(Beginning of Text)

Water, Water, Everywhere (But Here)

Updated: Jan 6

Pastor Steve Yamaguchi once shared a story about a fly fishing trip he experienced. He spent all day in his chest-high waders, rhythmically casting his line back and forth in waist-deep waters, as it lightly drizzled on and off all day. He reveled in the beauty of God’s glorious creation that completely engulfed him and was grateful.


But that evening, he became violently ill. Fortunately, one of his traveling companions was a doctor. After checking his vitals, the doctor asked Steve if he had had any water to drink that day. Steve sheepishly responded that he had brought a water bottle and kept it in his chest pocket, but had never bothered to open it. The diagnosis? Extreme dehydration.


Steve had spent all day literally surrounded by water – wading in a river of it, showered by it as it fell from the sky, keeping it in a bottle close to his heart – but he had not taken any of it in for himself.


He observed that this is how many of us in ministry leadership live: we are fishers of people, as God called us to be. But even though we study, think about, talk about, teach about, and tell people about the living water Jesus offers, we rarely stop to take a drink from it ourselves. We are too busy fishing to drink the living water ourselves–and it’s making us sick.

(End of Text)

**Directions**
1 > Answer from the fishing-trip text:
(a) Where did Steve keep his water bottle during the day?
(b) Which of his traveling companions checked his vitals that evening?
(c) According to the final paragraph, what are many in ministry leadership too busy doing to drink the living water themselves?
2 > Pick up the fishing-trip text after its last sentence and continue it.
The material that follows has no connection to the fishing-trip text.

(Beginning of Data section)

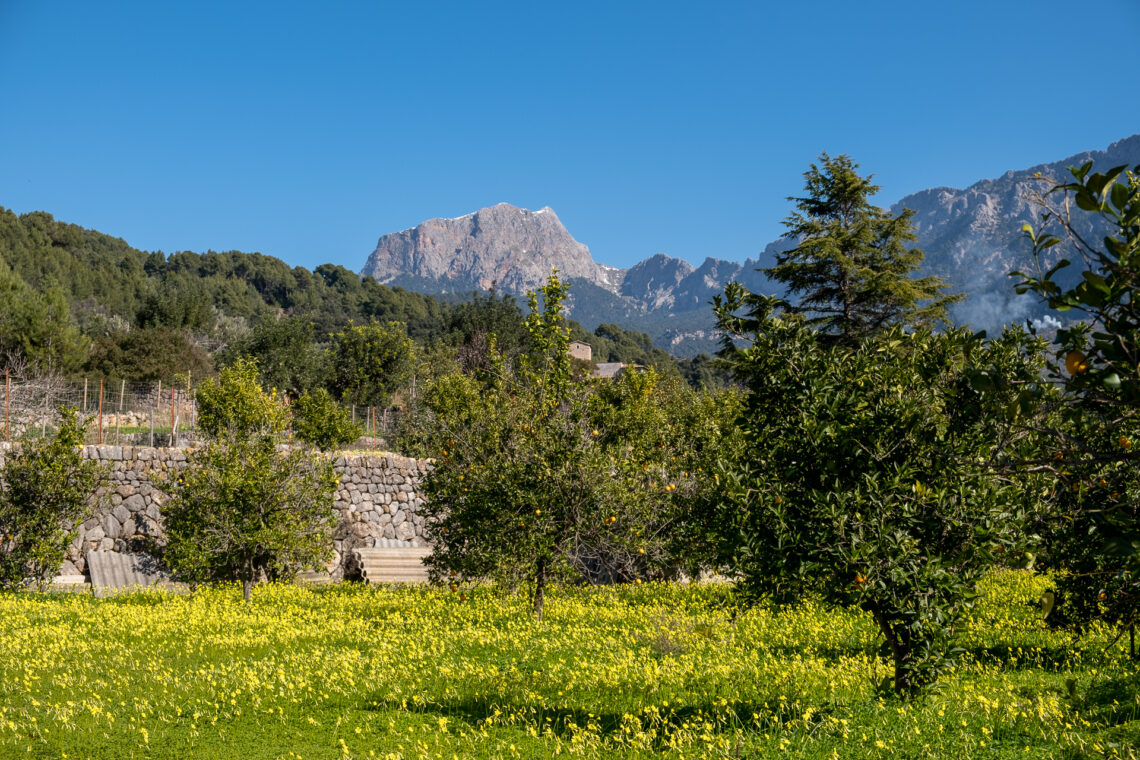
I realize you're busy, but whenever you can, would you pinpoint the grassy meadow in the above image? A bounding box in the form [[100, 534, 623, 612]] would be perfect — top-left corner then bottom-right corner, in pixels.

(End of Data section)

**Task answers**
1 >
(a) In his chest pocket.
(b) A doctor.
(c) Fishing.

2 >
I know this truth firsthand. For decades, I acted like a spiritual camel: I’d stop at an oasis, drink as much as I could, and then head back out to my life and try to go as far as I could before stopping again for another drink – maybe taking sips with brief prayers or a few Scripture passages here and there. Obviously, this was not a recipe for a thriving soul.


After enduring a church split; my mother’s stroke, year-long purgatory in skilled nursing, and eventual passing; a global pandemic; and the rest of life’s usual shenanigans, I was in dire need of…something. Outwardly, I looked fine – but inwardly, my soul was a dry and shriveled raisin. Such was the state of my soul when I arrived at an eight-day Ignatian silent retreat this past summer.


Just as a raisin would be utterly transformed if it spent a week submerged in water, so my soul was after spending a week in silence with God and myself. More accurately, it was just the beginning of a transformation, as I imagine and hope that what I experienced in that week was only the catalyst of a good work in me that God will bring to completion by the day of Christ Jesus, as Paul wrote in Philippians.


I will share in upcoming posts about my experience in the hopes that if Pastor Steve’s story resonates with you, you too will be encouraged to find a way to finally drink deeply from the well of living water for yourself.